» **What you have to do**: Every line below should be repeated exactly.

» **Records for the exercise**:
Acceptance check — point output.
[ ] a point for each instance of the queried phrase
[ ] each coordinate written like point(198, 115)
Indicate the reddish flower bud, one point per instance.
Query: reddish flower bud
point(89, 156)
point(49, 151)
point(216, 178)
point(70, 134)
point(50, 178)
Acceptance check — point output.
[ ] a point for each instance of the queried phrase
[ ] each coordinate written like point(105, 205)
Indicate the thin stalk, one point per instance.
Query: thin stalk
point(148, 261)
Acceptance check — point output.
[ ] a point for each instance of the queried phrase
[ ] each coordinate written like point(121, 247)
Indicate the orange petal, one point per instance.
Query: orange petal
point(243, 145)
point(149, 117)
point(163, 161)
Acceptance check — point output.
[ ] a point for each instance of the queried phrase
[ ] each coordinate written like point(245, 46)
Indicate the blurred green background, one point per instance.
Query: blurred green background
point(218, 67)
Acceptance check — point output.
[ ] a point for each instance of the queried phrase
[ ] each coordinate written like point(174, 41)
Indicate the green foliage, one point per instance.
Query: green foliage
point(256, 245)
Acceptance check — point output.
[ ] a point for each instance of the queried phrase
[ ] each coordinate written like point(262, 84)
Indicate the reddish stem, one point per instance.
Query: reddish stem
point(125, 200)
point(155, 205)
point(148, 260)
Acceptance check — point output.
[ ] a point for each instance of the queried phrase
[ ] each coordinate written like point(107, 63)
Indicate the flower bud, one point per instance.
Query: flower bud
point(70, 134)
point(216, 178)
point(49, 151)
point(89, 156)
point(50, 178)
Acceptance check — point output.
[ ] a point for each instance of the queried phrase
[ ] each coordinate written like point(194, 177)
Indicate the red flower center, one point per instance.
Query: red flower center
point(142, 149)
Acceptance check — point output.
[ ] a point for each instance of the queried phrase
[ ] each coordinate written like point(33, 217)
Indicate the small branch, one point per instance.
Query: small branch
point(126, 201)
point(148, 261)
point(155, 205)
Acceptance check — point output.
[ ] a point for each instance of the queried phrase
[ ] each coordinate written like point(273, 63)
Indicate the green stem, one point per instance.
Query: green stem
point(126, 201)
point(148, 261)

» **Result**:
Acceptance check — point output.
[ ] a point for each instance of the queried phrase
[ ] each coordinate written like point(198, 115)
Indicate the reddish flower bud, one point per instance.
Query: reddish flower bud
point(89, 156)
point(49, 151)
point(216, 178)
point(70, 134)
point(50, 178)
Acceptance check — point output.
[ ] a point for each instance of the queried phrase
[ ] each coordinate written like point(105, 205)
Indicate the thin stalk, one point per instance.
Query: thin stalk
point(148, 261)
Acceptance check — point output.
[ ] a point for each instance of the queried phrase
[ ] each coordinate written like point(121, 247)
Indicate the orange petal, one point per instance.
Query: orange petal
point(243, 145)
point(149, 117)
point(163, 161)
Acceptance check — point output.
[ ] a point for each instance of the queried phrase
[ ] each coordinate written like point(245, 46)
Indicate the blurred green background, one point per instance.
Query: blurred green background
point(218, 67)
Acceptance check — point output.
[ ] a point for each instance of the queried phrase
[ ] each coordinate written like point(174, 41)
Indicate the green foliage, one point per instance.
Query: green foliage
point(256, 245)
Acceptance check — point output.
[ ] a point for each instance of the queried phrase
[ ] each coordinate written like point(262, 84)
Indicate the reddish stem, one point per instance.
Query: reddish stem
point(125, 200)
point(155, 205)
point(148, 260)
Acceptance check — point output.
[ ] a point for each instance of the queried phrase
[ ] each coordinate written like point(107, 63)
Indicate the flower bud, one point per instance.
Query: flower bud
point(70, 134)
point(216, 178)
point(49, 151)
point(89, 156)
point(50, 178)
Acceptance check — point output.
[ ] a point for each instance of the queried phrase
[ ] each coordinate written like point(194, 177)
Indicate the red flower center, one point per instance.
Query: red flower center
point(142, 149)
Acceptance check — point output.
[ ] a point for each instance of the queried phrase
[ ] each coordinate written like point(33, 217)
Indicate the small branch, one point per instance.
Query: small branch
point(126, 201)
point(148, 261)
point(155, 205)
Acceptance check — point output.
[ ] a point for each instance of the queried phrase
[ ] each coordinate written like point(273, 63)
Indicate the green stem, one point per instance.
Query: green stem
point(126, 201)
point(148, 261)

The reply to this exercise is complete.